* **WHAT IS REQUIRED**: Images within the entries are to be omitted; the remainder must be reproduced exactly.

···

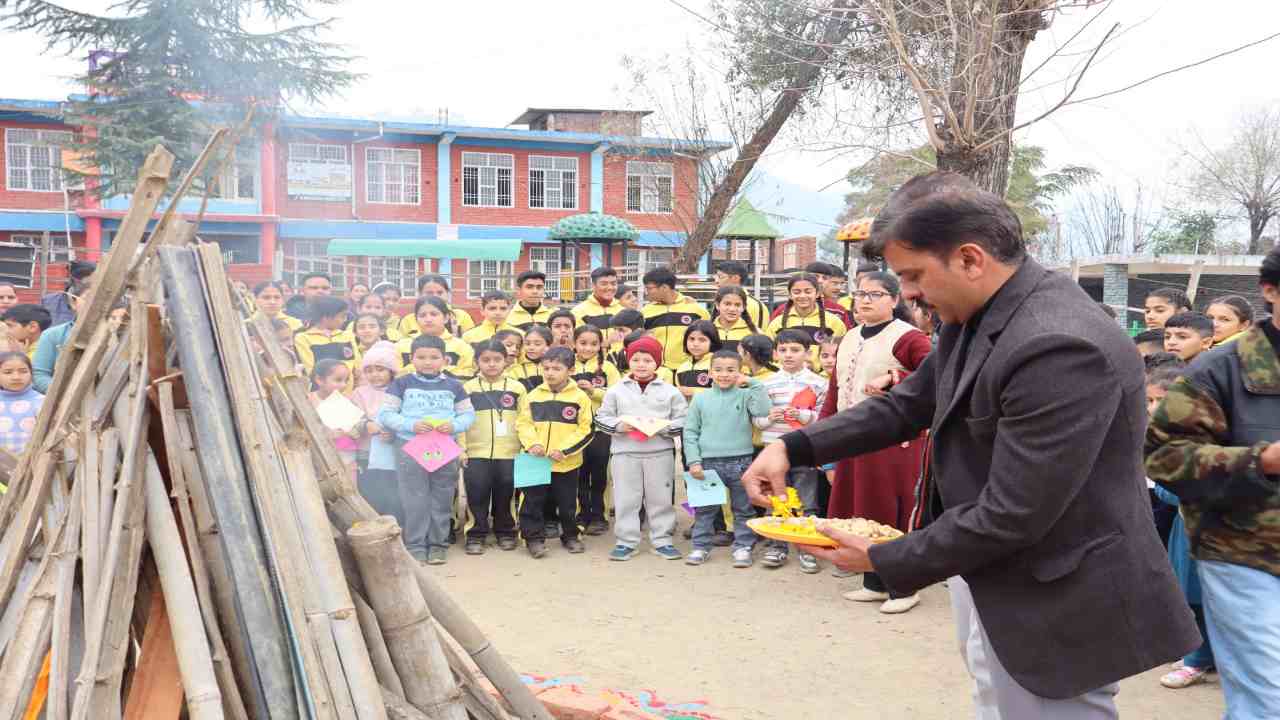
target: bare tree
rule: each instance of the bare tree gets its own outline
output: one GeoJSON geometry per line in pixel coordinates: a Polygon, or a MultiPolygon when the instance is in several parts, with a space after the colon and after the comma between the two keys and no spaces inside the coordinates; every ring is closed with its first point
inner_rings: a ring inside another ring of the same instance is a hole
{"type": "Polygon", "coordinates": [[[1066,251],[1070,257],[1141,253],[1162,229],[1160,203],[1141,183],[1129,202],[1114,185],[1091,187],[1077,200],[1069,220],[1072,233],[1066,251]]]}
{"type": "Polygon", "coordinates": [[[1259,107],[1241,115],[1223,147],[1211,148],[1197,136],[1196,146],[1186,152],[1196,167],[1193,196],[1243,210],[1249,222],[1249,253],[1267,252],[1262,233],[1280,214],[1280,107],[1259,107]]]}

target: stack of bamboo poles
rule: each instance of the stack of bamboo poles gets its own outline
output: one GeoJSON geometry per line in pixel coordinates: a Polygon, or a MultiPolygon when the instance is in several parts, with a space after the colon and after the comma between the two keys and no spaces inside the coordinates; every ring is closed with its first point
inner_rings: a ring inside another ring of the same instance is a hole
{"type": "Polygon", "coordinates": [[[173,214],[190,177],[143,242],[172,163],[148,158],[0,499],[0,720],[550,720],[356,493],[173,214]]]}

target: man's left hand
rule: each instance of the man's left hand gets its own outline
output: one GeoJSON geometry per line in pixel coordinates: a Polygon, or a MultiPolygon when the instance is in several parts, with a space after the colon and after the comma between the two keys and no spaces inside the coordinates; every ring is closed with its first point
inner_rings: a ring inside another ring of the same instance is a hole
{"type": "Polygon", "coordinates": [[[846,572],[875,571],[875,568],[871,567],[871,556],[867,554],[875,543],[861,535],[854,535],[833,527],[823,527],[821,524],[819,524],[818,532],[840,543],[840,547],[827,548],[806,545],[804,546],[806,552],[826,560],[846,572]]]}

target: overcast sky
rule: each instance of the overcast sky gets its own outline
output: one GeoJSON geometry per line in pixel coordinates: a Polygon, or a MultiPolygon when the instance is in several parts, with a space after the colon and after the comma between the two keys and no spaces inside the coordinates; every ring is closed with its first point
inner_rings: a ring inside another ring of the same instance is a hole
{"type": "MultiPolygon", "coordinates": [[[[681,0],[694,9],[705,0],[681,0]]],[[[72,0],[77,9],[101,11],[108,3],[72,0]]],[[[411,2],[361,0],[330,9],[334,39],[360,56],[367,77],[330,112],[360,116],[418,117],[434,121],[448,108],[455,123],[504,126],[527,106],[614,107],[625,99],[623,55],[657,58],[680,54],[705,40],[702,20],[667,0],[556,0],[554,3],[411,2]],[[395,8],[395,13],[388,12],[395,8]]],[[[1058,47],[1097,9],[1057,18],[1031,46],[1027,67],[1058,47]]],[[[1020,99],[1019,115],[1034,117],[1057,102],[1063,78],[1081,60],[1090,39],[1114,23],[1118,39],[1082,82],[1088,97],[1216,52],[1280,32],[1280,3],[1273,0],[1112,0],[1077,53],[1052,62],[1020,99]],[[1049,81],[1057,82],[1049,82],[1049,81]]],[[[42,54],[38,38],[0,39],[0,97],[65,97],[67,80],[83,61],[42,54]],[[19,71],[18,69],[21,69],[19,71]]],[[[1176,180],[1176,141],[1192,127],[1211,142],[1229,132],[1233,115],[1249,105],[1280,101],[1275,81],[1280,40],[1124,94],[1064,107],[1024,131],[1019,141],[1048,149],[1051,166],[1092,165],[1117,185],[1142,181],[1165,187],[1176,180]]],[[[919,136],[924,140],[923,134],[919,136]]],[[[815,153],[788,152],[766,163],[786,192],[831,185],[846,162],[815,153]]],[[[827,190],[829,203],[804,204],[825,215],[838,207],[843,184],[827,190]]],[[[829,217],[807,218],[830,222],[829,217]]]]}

···

* **OUTPUT FOR THIS EXERCISE**:
target: bare tree
rule: each instance of the bare tree gets its own outline
output: one GeoJSON geometry per line in pixel coordinates: a Polygon, or a MultiPolygon when the instance is in several parts, with a space after the colon and after the comma between the two keys and no spaces inside the coordinates; every ring is closed with its first point
inner_rings: a ring inside another ring of the same instance is a hole
{"type": "Polygon", "coordinates": [[[1066,251],[1070,257],[1141,253],[1162,229],[1160,203],[1141,183],[1129,202],[1114,185],[1091,187],[1077,200],[1069,220],[1072,233],[1066,251]]]}
{"type": "Polygon", "coordinates": [[[1259,107],[1241,115],[1223,147],[1211,148],[1197,136],[1196,146],[1186,152],[1196,167],[1193,196],[1243,210],[1249,222],[1249,253],[1267,252],[1262,233],[1280,214],[1280,107],[1259,107]]]}

target: stack of bamboo poles
rule: each instance of the stack of bamboo poles gets its own outline
output: one GeoJSON geometry per line in pixel coordinates: a Polygon, or a MultiPolygon when the instance is in several parts, with a space after the colon and after the comma between the two keys and no spaces inside the coordinates; every ring is closed with its first point
inner_rings: a ring inside another ring of the same instance is a hole
{"type": "Polygon", "coordinates": [[[173,214],[190,177],[143,242],[172,163],[148,158],[0,499],[0,720],[550,720],[356,493],[173,214]]]}

target: man's left hand
rule: each instance of the man's left hand gets its own outline
output: one GeoJSON geometry per line in pixel coordinates: a Polygon, or a MultiPolygon when the instance is in several parts, with a space after the colon and after the comma between the two keys and no spaces inside the coordinates; every ring is closed with its first point
inner_rings: a ring inside another ring of the same instance is a hole
{"type": "Polygon", "coordinates": [[[846,572],[875,571],[875,568],[871,567],[871,556],[867,554],[875,543],[861,535],[854,535],[833,527],[823,527],[821,524],[819,524],[818,532],[840,543],[840,547],[827,548],[806,545],[804,546],[806,552],[826,560],[846,572]]]}

target: overcast sky
rule: each instance of the overcast sky gets its own outline
output: one GeoJSON geometry per line in pixel coordinates: a Polygon, or a MultiPolygon when the instance is in several parts, with a space after the colon and after the comma between the two keys and no spaces inside the coordinates; every ring is closed with its first point
inner_rings: a ring inside another ring of the same instance is a hole
{"type": "MultiPolygon", "coordinates": [[[[681,0],[694,9],[705,0],[681,0]]],[[[72,0],[77,9],[101,11],[108,3],[72,0]]],[[[411,2],[361,0],[330,9],[334,39],[360,56],[367,77],[330,112],[360,116],[418,117],[434,121],[448,108],[455,123],[504,126],[527,106],[614,107],[625,99],[623,55],[657,58],[680,54],[705,40],[702,20],[667,0],[556,0],[554,3],[411,2]],[[395,8],[395,13],[388,12],[395,8]]],[[[1058,47],[1097,9],[1057,18],[1031,46],[1027,67],[1058,47]]],[[[1020,99],[1019,115],[1034,117],[1057,102],[1063,78],[1081,60],[1090,39],[1114,23],[1118,39],[1082,82],[1088,97],[1216,52],[1280,32],[1280,3],[1273,0],[1112,0],[1077,53],[1052,62],[1020,99]],[[1049,81],[1057,82],[1049,82],[1049,81]]],[[[42,54],[38,38],[0,39],[0,97],[65,97],[67,80],[83,61],[42,54]],[[19,71],[18,69],[21,69],[19,71]]],[[[1176,180],[1176,141],[1192,127],[1211,142],[1229,132],[1233,115],[1249,105],[1280,101],[1275,81],[1280,40],[1124,94],[1064,107],[1024,131],[1019,141],[1048,149],[1051,166],[1092,165],[1117,185],[1142,181],[1165,187],[1176,180]]],[[[919,136],[924,140],[923,134],[919,136]]],[[[815,153],[788,152],[766,163],[786,192],[831,185],[846,162],[815,153]]],[[[827,190],[829,203],[804,204],[825,215],[838,207],[843,184],[827,190]]],[[[829,217],[807,218],[830,222],[829,217]]]]}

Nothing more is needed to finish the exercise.